__Goal__
Please pick out and copy every line of the records below that contains the word "logo". Case counts.

(Pointing and labeling entries)

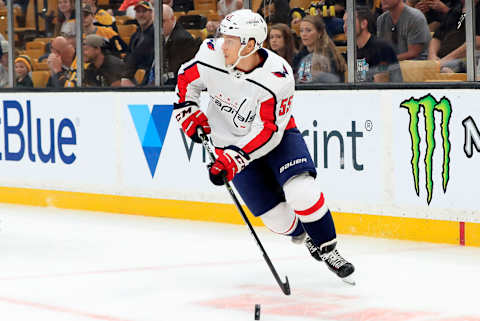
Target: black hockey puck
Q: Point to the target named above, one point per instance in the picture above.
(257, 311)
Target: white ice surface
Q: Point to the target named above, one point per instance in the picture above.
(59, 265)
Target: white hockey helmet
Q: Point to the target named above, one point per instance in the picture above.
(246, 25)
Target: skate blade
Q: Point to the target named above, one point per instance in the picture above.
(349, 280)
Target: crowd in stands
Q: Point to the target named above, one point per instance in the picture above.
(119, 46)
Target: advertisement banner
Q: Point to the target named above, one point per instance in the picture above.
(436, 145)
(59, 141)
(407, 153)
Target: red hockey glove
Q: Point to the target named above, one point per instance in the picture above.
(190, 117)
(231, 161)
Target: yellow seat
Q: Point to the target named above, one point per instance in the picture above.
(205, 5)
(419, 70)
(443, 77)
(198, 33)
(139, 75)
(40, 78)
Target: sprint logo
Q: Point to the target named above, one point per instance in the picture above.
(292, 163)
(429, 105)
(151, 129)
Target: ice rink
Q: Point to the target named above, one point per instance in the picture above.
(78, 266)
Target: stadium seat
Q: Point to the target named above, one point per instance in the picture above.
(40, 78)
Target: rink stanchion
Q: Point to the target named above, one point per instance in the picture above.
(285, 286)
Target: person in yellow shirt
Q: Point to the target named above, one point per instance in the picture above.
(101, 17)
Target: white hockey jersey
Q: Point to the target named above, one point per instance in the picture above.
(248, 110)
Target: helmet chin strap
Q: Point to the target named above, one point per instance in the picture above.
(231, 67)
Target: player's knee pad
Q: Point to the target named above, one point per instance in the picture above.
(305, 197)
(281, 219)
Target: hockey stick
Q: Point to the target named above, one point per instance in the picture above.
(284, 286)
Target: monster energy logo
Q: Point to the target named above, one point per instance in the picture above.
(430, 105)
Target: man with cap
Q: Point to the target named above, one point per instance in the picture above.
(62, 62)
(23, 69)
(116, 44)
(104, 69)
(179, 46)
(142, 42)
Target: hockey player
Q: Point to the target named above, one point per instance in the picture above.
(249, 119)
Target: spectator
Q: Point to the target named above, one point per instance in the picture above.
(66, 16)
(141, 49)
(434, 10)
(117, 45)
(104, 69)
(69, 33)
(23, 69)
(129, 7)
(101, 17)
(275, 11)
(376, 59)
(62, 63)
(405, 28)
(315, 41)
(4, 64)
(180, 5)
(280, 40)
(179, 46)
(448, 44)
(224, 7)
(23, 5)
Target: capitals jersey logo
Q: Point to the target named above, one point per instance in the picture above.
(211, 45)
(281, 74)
* * *
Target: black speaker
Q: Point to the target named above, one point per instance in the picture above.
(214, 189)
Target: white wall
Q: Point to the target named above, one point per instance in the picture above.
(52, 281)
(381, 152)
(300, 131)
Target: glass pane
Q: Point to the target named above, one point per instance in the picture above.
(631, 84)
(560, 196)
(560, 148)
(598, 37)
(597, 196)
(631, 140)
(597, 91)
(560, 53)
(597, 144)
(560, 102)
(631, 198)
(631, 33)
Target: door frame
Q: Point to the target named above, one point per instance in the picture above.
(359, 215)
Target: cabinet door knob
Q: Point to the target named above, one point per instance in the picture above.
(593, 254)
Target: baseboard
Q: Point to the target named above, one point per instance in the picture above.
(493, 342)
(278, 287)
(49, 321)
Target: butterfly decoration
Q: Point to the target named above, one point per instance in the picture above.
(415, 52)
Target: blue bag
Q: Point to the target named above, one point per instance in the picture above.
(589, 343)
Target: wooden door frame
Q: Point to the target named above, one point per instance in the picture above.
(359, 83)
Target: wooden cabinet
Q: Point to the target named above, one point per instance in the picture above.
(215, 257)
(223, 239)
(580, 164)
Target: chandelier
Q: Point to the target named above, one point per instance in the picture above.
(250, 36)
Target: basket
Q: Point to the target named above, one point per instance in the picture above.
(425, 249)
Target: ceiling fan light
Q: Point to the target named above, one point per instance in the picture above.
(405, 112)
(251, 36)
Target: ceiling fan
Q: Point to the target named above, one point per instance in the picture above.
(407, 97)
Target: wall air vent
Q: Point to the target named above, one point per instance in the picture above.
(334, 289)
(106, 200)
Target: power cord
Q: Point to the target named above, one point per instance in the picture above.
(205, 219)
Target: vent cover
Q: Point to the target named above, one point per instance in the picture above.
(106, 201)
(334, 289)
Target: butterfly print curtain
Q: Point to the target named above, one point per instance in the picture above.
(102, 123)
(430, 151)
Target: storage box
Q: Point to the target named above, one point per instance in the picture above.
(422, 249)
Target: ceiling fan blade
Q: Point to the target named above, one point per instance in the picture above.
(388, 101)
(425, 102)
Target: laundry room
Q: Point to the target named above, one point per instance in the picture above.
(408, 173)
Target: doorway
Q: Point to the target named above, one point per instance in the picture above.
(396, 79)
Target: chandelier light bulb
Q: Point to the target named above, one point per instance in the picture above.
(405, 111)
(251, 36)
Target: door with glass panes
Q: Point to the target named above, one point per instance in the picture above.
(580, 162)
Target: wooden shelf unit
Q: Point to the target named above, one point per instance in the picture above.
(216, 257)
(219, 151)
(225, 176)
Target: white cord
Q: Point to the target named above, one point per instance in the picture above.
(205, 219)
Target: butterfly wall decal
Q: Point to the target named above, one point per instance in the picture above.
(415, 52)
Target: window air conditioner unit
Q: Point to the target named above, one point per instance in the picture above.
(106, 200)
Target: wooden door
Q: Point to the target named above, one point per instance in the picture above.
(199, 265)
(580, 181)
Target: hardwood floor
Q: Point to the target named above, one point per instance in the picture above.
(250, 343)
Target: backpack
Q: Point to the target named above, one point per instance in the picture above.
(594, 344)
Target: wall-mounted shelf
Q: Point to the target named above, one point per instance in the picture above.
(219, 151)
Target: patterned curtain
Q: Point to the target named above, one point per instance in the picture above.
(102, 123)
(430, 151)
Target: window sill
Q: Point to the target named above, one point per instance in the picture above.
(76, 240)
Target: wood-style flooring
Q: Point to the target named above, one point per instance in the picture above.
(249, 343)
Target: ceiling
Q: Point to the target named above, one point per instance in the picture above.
---
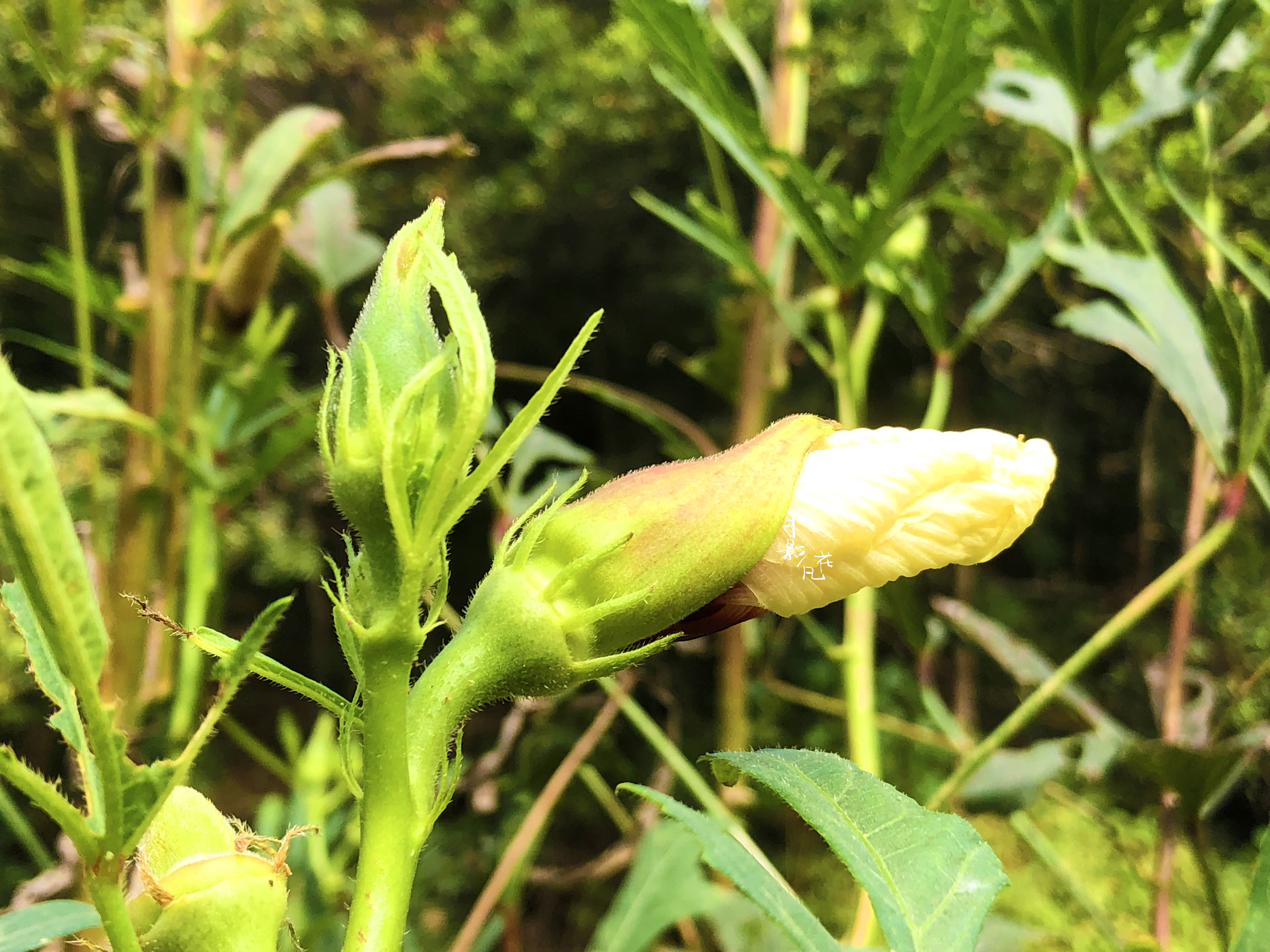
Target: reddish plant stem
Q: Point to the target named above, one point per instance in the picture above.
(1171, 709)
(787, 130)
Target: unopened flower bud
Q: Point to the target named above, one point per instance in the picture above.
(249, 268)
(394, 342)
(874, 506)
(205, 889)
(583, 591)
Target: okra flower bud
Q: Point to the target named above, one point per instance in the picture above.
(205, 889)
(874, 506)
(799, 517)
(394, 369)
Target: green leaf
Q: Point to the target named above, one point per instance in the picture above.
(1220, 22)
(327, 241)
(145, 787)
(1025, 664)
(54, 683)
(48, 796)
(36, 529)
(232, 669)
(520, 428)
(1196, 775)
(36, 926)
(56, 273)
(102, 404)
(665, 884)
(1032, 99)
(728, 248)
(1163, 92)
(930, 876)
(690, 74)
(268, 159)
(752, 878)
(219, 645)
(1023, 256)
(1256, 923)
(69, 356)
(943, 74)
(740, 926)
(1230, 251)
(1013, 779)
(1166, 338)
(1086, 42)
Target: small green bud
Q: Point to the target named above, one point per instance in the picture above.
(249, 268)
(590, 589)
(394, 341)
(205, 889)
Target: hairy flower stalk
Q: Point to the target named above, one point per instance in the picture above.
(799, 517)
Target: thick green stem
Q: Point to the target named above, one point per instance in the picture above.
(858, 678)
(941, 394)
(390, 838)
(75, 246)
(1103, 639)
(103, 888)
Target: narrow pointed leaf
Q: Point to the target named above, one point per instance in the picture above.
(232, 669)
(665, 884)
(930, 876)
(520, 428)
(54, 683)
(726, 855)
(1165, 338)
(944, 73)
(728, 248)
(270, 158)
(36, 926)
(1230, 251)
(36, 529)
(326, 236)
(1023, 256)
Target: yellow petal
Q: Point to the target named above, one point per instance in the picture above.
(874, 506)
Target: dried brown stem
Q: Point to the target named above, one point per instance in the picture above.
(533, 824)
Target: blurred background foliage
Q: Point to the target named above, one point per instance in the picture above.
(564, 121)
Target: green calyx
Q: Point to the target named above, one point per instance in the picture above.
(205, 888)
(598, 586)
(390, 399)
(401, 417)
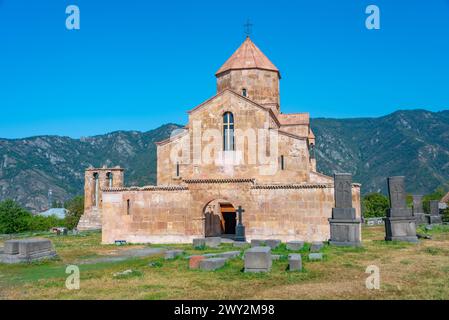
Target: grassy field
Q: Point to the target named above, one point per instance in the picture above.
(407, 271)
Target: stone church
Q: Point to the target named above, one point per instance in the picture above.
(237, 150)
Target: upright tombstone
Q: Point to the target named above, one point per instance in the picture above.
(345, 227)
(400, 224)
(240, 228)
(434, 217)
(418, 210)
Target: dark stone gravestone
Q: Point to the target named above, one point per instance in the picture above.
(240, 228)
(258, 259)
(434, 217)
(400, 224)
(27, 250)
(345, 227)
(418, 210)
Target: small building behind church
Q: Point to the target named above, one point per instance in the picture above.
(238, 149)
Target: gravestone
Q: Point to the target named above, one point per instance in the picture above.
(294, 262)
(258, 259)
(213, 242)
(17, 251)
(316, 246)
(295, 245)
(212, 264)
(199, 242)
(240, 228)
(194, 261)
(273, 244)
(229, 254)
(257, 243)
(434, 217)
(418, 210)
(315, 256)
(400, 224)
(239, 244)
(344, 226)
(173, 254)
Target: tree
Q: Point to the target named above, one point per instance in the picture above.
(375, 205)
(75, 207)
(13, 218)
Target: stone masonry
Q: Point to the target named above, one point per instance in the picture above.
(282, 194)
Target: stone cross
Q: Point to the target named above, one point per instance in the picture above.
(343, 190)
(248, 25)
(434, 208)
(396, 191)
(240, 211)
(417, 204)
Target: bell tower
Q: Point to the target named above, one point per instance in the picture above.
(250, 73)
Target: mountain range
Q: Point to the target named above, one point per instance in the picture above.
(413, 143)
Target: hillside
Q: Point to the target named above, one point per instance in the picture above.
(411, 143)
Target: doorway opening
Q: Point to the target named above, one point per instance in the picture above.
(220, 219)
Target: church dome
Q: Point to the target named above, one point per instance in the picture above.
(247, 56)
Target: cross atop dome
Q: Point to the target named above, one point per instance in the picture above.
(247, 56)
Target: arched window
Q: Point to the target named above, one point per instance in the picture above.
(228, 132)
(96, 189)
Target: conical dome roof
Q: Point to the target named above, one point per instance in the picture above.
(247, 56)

__Solution to this exercise__
Target: sprint logo
Target: monster energy logo
Target: capitals jersey logo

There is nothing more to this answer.